Document text →
— Start —

This result tells us that—even though adding signals improves our overall prediction—the marginal benefit shrinks as you pile on more signals. It’s like adding one extra taxi in a city already crawling with rides: it might help, but only up to a point.

Let’s now see how the quality of our signal impacts our Sharpe ratio—your task for today is to explore an alternative metric, ideally one that offers improved performance or insights. We can simulate this with this snippet:

import numpy as np
import matplotlib.pyplot as plt

def simulate_momentum_strategy(IC, n_days=252, n_stocks=200):
    """
    Simulate a momentum strategy for a given Information Coefficient (IC).
    Returns the annualized Sharpe ratio of a long-short top/bottom 20% approach.
    """
    # Daily returns storage
    daily_returns = []

    for _ in range(n_days):
        # 1) Generate random alpha signals for each stock (standard normal)
        alpha_signals = np.random.randn(n_stocks)

        # 2) Generate next-day stock returns correlated with alpha_signals by IC
        #    r = IC * alpha + sqrt(1 - IC^2) * noise
        noise = np.random.randn(n_stocks)
        stock_returns = IC * alpha_signals + np.sqrt(1 - IC**2) * noise

        # 3) Rank stocks by alpha, long top 20%, short bottom 20%
        #    We'll approximate the daily strategy return as the average of
        #    returns in the long bucket minus the average of returns in the short bucket.
        cutoff = int(0.2 * n_stocks)
        # Sort stocks by alpha descending
        sort_idx = np.argsort(alpha_signals)[::-1]

        top_returns = stock_returns[sort_idx[:cutoff]].mean()

— End —

Material supplied →
— Start —

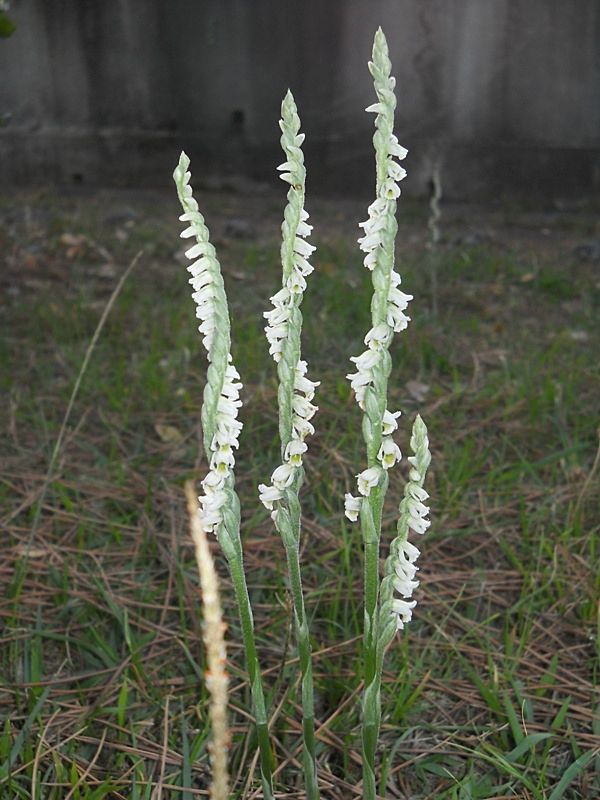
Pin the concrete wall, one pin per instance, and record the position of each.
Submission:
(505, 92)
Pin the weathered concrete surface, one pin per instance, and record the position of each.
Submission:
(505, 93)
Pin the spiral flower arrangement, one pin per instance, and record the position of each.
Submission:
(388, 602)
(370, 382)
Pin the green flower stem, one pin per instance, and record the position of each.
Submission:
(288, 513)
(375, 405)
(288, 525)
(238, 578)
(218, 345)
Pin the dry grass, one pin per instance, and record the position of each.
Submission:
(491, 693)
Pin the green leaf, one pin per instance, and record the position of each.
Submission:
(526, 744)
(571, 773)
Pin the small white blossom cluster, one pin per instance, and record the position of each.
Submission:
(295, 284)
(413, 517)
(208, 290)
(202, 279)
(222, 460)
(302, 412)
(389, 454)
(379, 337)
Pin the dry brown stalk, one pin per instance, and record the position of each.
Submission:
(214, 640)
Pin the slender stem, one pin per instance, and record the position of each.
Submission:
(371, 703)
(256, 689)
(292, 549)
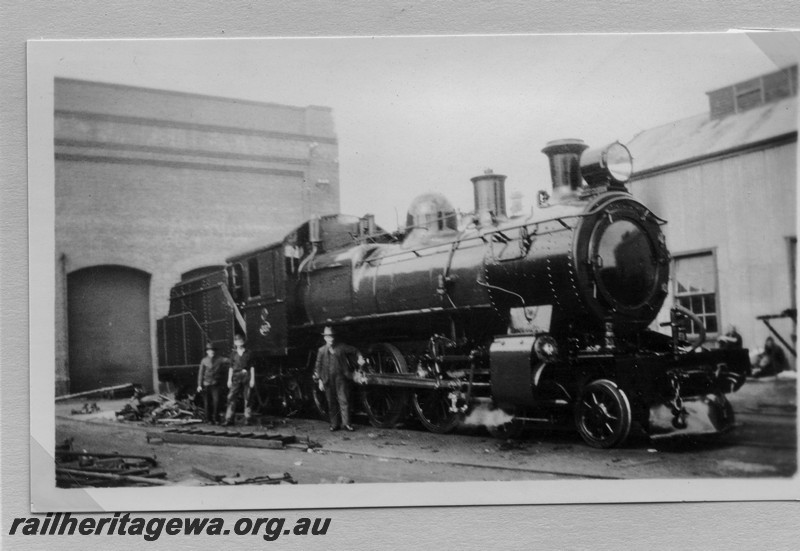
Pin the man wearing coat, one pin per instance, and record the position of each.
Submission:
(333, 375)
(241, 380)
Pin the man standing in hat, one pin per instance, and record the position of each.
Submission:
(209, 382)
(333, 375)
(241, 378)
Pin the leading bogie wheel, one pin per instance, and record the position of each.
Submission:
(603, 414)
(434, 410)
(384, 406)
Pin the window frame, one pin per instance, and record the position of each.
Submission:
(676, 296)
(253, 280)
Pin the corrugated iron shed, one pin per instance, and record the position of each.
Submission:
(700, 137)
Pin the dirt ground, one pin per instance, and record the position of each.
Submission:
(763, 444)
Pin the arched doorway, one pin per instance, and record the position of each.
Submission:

— End —

Goals →
1. Reproduce the portion of the Sharpe ratio excerpt that starts at the words containing "alpha_signals = np.random.randn(n_stocks)" and runs through "the short bucket.".
2. Extract each line of the rows that contains the string "stem", matching case exactly.

Exercise responses →
1.
alpha_signals = np.random.randn(n_stocks)

        # 2) Generate next-day stock returns correlated with alpha_signals by IC
        #    r = IC * alpha + sqrt(1 - IC^2) * noise
        noise = np.random.randn(n_stocks)
        stock_returns = IC * alpha_signals + np.sqrt(1 - IC**2) * noise

        # 3) Rank stocks by alpha, long top 20%, short bottom 20%
        #    We'll approximate the daily strategy return as the average of
        #    returns in the long bucket minus the average of returns in the short bucket.

2.
Pin the green flower stem, one pin per instance, and record the position of each.
Pin the slender stem, one pin per instance, and record the position of each.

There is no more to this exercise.